_The problem_. Find "Each instance receives one keypoint. Mark the watch" in the data below; transcribe the line it appears on and each line after it, exactly, to the end, and nothing else.

_Data for processing_.
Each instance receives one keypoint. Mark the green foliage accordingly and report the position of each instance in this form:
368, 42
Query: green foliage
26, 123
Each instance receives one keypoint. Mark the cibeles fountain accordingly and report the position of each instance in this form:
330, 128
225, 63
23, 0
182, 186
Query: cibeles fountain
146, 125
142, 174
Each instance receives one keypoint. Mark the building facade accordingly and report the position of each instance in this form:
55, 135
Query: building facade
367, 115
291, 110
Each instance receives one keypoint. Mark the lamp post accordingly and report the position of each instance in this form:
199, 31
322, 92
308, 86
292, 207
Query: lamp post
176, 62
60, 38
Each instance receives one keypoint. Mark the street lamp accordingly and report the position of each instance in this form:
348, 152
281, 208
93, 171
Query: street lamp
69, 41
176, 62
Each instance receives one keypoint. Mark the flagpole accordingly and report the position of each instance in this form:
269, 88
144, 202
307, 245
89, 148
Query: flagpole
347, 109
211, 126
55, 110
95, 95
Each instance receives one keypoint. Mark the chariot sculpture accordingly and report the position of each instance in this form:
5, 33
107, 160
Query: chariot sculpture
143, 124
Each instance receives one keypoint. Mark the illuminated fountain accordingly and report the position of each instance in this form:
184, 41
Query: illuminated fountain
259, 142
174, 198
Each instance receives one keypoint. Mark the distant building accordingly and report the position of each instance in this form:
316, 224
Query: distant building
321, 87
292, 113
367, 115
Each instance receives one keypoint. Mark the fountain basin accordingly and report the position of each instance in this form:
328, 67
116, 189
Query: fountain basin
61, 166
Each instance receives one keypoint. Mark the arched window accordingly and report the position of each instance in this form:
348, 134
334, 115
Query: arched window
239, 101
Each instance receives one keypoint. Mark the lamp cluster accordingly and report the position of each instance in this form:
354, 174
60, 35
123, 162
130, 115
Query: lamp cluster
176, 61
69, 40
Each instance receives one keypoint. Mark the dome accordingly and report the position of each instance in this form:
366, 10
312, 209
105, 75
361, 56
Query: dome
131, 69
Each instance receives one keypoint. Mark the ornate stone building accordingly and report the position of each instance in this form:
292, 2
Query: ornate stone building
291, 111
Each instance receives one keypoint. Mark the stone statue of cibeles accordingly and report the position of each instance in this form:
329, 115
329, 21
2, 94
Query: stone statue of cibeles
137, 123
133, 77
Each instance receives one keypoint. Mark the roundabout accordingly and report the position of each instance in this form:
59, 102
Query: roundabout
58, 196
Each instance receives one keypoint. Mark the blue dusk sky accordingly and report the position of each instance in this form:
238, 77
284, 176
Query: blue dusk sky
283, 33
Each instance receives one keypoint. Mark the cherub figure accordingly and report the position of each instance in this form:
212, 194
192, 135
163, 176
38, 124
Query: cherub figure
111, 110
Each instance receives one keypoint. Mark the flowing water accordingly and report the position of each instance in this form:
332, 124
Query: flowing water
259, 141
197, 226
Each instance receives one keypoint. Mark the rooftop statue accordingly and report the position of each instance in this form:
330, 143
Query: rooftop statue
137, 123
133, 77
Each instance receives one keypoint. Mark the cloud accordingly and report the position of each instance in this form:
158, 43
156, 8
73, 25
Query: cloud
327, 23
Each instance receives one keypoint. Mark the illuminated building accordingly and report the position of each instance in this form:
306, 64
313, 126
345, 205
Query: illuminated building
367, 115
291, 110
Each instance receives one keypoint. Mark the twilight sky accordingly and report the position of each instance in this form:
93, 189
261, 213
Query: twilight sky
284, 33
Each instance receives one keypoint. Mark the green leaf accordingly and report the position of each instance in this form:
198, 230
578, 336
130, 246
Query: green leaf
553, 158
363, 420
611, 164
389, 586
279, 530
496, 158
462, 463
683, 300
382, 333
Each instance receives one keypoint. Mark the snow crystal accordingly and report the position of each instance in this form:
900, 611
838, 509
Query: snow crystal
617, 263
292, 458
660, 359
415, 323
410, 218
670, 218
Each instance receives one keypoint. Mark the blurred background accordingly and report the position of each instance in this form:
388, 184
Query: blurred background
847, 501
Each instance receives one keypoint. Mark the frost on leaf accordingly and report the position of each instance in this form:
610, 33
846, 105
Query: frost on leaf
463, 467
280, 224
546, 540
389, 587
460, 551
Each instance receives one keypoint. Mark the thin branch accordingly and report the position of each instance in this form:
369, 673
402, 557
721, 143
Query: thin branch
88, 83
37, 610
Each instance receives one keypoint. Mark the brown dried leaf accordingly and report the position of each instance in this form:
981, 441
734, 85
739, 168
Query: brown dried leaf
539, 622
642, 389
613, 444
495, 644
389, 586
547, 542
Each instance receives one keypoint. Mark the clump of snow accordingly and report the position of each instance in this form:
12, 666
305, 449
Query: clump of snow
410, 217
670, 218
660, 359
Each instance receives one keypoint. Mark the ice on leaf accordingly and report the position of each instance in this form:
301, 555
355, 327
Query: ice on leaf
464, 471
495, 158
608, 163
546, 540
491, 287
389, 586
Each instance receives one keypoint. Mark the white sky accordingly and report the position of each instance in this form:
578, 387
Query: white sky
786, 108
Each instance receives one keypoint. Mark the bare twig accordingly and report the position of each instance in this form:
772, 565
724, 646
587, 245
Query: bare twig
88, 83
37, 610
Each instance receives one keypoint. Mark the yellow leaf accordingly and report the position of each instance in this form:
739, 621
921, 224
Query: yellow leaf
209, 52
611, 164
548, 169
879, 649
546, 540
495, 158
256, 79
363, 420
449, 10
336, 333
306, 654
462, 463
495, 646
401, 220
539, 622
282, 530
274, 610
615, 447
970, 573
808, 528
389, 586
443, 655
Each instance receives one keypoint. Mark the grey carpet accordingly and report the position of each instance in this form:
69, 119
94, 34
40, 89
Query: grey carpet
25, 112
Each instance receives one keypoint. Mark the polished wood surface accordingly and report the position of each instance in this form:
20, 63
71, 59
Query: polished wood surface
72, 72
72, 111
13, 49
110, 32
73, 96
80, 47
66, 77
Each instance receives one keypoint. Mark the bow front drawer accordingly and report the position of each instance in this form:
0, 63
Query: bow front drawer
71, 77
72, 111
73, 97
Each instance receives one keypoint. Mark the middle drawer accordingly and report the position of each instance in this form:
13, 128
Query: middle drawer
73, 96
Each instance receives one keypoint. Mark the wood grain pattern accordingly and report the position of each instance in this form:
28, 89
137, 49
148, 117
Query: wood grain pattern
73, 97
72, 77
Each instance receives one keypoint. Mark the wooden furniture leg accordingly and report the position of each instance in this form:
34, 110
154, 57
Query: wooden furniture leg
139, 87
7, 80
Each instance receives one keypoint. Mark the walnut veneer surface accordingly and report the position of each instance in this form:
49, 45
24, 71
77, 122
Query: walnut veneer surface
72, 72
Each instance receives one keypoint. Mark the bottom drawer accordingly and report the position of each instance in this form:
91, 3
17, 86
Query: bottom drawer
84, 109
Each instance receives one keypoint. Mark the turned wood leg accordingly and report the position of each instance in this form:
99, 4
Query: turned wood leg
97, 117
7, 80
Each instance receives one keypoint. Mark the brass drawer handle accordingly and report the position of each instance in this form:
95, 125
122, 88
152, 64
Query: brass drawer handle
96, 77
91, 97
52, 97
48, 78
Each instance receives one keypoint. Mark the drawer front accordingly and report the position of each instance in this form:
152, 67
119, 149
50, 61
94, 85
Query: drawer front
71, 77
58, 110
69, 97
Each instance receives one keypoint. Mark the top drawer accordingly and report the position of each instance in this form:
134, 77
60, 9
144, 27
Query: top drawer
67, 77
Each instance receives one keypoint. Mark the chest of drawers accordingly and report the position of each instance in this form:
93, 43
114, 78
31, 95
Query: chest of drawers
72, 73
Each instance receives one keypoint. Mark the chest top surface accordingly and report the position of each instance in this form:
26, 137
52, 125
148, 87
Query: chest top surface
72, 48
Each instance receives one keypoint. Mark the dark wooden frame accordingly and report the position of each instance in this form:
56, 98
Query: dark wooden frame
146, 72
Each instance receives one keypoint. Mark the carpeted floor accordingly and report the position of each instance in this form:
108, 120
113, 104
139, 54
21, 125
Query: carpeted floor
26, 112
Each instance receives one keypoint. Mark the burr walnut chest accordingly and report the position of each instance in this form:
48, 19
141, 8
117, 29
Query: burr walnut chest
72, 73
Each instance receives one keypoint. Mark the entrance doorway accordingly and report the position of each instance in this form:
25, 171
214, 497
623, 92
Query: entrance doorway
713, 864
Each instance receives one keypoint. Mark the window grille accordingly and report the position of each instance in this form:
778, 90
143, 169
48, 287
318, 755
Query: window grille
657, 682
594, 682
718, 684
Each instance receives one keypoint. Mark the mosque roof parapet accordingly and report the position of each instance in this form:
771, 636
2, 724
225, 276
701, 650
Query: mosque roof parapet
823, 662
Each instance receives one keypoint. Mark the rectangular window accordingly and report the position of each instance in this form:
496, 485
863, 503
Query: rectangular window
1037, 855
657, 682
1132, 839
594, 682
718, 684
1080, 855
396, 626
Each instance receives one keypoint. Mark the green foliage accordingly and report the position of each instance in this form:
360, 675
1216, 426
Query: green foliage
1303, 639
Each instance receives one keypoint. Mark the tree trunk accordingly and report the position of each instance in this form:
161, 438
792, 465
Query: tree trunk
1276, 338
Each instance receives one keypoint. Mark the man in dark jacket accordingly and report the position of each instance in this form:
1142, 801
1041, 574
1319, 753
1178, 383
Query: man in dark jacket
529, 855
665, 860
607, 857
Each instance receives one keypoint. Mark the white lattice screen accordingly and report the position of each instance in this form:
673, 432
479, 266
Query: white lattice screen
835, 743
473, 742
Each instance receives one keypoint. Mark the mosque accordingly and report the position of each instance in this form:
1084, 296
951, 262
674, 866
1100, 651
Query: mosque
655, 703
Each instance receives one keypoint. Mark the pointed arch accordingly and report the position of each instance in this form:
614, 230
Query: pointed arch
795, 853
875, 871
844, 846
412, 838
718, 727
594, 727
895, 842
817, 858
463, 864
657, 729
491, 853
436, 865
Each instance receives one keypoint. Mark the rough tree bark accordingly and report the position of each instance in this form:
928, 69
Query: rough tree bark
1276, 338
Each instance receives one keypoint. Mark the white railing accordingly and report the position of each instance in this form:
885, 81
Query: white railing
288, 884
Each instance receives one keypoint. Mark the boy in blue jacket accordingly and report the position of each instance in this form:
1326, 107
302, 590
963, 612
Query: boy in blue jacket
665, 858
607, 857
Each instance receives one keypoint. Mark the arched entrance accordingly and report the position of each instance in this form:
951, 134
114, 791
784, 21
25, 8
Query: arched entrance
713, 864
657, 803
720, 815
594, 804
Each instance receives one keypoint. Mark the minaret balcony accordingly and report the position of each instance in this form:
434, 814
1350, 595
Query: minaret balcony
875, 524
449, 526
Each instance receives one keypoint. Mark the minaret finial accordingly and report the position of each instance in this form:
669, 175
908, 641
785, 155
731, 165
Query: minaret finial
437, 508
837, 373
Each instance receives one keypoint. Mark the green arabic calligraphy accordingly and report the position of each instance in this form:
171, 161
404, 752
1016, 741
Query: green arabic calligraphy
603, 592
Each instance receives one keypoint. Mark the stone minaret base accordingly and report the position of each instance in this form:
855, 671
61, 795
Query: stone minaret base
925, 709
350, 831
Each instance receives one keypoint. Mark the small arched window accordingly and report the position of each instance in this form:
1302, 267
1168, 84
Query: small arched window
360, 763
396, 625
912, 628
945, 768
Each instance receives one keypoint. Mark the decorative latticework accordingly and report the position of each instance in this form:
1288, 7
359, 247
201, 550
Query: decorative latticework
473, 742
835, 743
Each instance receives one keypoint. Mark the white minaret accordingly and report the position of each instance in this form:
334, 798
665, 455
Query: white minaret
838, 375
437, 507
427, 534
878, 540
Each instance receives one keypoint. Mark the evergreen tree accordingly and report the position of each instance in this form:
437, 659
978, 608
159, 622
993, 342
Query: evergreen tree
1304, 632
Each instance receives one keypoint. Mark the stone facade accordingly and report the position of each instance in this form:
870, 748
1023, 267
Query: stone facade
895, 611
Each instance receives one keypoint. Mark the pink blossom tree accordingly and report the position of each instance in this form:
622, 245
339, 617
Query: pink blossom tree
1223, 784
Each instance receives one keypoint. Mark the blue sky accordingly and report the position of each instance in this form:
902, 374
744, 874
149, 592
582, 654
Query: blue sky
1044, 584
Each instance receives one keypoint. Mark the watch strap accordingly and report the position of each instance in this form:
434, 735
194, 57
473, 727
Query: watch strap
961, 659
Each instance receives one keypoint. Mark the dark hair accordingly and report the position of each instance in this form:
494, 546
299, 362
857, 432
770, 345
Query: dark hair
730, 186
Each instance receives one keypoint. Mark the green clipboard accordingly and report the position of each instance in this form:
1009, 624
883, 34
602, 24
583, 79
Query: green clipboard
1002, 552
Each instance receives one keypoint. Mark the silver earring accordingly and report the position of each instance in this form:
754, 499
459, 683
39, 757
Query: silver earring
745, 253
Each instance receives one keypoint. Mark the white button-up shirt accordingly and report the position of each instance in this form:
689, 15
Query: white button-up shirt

_Full response_.
Each instance receives one keypoint. Mark the watch strap accordingly and report the position of each instance in this form:
434, 735
194, 57
473, 727
Query: watch strap
961, 659
Each instance receives one keypoint. Mark the dark hair accordingly and report the position of each instance in this form:
494, 546
299, 362
857, 432
770, 345
Query: dark hair
730, 186
Each instance receives one keypoint. Mark the green clipboard accordingly and report the position of each instance in this form:
1009, 624
883, 34
602, 24
583, 79
Query: green clipboard
1002, 552
Each instance receives one keypoint. Mark the silver earring accordingly and report the position of each instance in this form:
754, 499
459, 683
39, 757
Query: silver earring
745, 253
Each instance receives one keypoint. Mark the white button-up shirt accordingly and report the position of each instance in this form:
689, 15
Query: white button-up shirt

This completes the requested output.